● **What this task involves**
Using the entries below, output exactly the lines from the one containing "Objective — drop a marker on each instance of the walkway" through the final line, both included, and no others.

Items listed in a dataset:

-.-.-

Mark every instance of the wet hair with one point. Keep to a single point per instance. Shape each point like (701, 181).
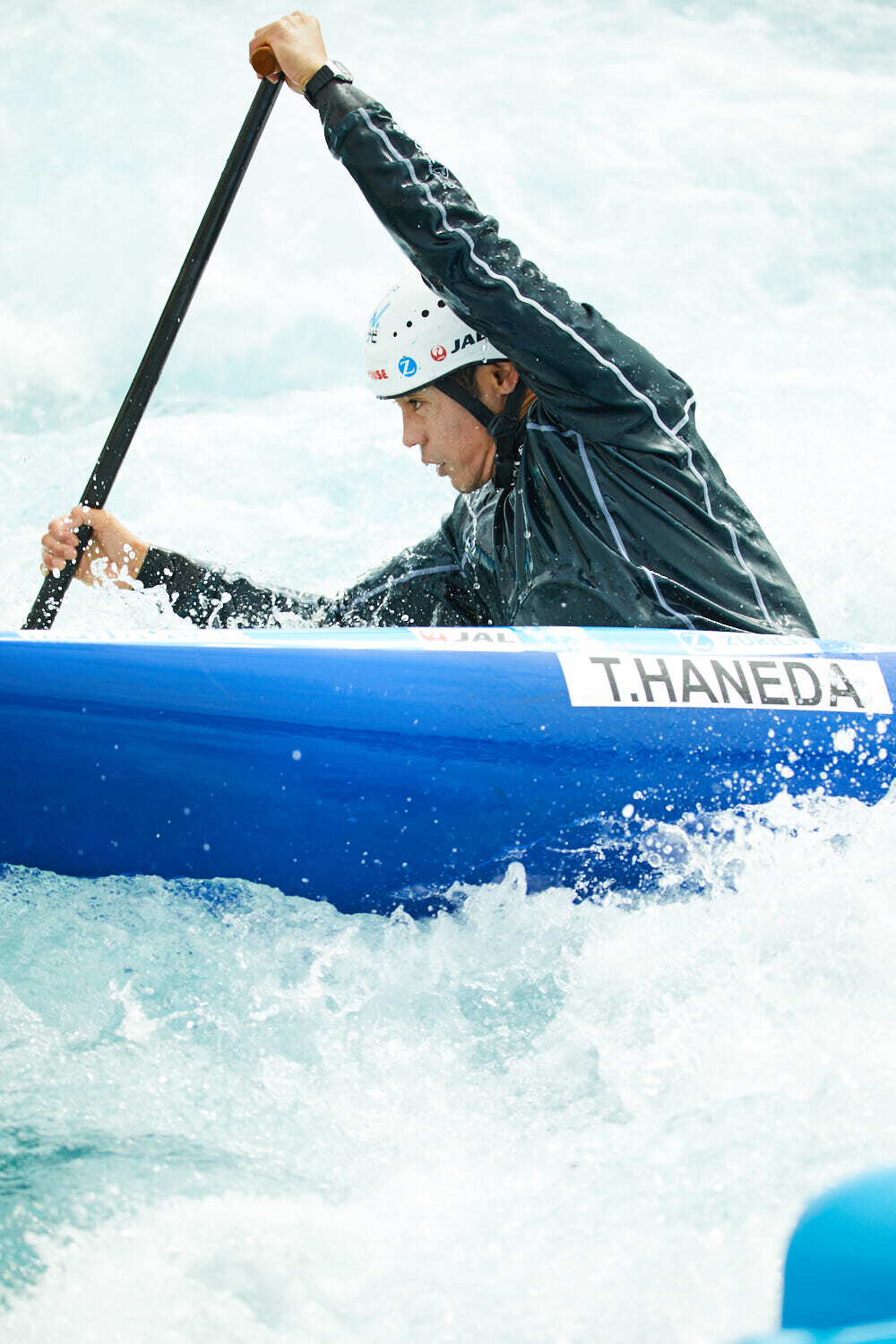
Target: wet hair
(466, 376)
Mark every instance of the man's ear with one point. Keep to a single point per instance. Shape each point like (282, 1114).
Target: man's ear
(501, 376)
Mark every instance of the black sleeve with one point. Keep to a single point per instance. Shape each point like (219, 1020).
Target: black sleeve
(587, 373)
(424, 585)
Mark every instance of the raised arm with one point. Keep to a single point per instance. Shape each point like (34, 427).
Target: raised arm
(583, 368)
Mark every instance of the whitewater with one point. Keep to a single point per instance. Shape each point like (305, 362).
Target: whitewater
(233, 1116)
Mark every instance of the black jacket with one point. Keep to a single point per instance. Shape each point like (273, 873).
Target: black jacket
(618, 513)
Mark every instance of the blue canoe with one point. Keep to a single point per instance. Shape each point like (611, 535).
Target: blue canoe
(375, 768)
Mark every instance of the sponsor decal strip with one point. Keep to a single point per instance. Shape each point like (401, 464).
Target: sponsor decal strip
(853, 685)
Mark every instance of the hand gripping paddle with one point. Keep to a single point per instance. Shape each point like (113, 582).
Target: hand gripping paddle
(56, 585)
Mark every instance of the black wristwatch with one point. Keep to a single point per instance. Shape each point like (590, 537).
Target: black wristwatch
(332, 70)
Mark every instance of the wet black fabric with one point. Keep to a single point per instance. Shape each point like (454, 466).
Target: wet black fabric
(618, 513)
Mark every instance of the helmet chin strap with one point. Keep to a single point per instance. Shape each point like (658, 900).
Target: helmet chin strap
(503, 426)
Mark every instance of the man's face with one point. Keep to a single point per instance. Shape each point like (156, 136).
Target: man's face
(447, 437)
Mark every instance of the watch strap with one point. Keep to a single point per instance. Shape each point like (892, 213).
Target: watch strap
(327, 73)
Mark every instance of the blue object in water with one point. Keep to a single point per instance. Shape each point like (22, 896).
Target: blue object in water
(841, 1263)
(376, 768)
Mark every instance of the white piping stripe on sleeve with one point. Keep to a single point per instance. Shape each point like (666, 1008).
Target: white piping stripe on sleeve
(402, 578)
(506, 280)
(602, 505)
(735, 543)
(684, 418)
(662, 602)
(551, 317)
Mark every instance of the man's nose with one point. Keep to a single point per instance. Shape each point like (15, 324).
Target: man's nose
(411, 432)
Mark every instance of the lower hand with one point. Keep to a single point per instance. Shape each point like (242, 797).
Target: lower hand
(112, 553)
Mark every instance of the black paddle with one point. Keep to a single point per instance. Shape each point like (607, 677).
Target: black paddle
(56, 585)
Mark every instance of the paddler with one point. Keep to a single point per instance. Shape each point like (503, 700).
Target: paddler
(586, 495)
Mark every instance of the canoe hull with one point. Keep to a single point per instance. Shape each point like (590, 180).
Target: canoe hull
(378, 768)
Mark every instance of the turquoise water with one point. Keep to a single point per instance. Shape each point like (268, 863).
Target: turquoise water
(230, 1116)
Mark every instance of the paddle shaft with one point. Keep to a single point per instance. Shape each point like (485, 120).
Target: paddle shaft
(96, 494)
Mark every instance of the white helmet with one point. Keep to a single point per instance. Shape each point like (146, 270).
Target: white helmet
(414, 339)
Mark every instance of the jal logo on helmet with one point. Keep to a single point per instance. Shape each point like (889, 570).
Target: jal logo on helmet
(468, 340)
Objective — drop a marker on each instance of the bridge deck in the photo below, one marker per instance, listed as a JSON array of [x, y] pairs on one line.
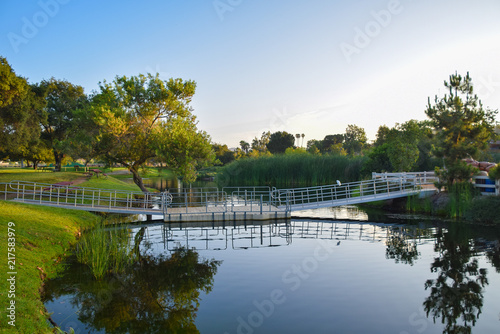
[[212, 204]]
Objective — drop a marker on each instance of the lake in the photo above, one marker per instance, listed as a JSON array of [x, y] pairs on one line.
[[344, 274]]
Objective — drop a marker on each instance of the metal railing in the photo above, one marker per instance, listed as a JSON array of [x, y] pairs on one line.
[[418, 177], [349, 193], [194, 201], [90, 199]]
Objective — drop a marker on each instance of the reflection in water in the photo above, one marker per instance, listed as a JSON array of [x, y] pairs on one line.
[[162, 294], [456, 295], [402, 245], [158, 295]]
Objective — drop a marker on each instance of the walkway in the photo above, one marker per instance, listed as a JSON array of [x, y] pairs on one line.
[[212, 204]]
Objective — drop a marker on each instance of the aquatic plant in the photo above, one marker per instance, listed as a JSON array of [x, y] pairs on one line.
[[104, 249], [292, 170]]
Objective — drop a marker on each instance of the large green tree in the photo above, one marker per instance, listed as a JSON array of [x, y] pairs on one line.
[[141, 118], [354, 139], [62, 100], [19, 123], [463, 127], [280, 141]]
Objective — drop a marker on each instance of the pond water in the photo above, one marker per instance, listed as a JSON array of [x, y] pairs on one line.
[[301, 276]]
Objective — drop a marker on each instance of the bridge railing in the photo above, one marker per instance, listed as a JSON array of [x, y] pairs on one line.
[[420, 178], [65, 194], [375, 188]]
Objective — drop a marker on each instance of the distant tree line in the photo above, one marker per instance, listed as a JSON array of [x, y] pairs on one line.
[[141, 119], [130, 121]]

-.-.-

● **Answer to the problem**
Objective — drop a marker on each instance of the walkway in the photo above, one marker per instance, listed as a JSON array of [x, y] pairs on one line.
[[212, 204]]
Objective — drop a marker on each instance of the aquatic plant in the photo above, one marker per instance, listed as a JSON array of [x, y] pairs on one line.
[[104, 249], [292, 170]]
Objective — drop a marker on each instance of the large green tree in the photo above, one marker per instance, listed as a JSON array of [x, y] pairs on one line.
[[141, 118], [354, 139], [62, 100], [19, 123], [463, 127], [280, 141]]
Objective — drop a marker on each instance of the pond water in the photo above, one marker per instance, listed as a JSON array of [x, y] pairs on one line.
[[301, 276]]
Objective — drop a marker on each instance of the bridge railing in the photo above, one marker per instance, listed as a JSON array of [x, y] pairs on one line.
[[420, 178], [65, 194], [375, 188]]
Objective — drop a marker on each instance of the distant tree line in the photo above, one marker per instance, listed as a JSON array of [x, y] pairs on one line.
[[141, 119], [130, 121]]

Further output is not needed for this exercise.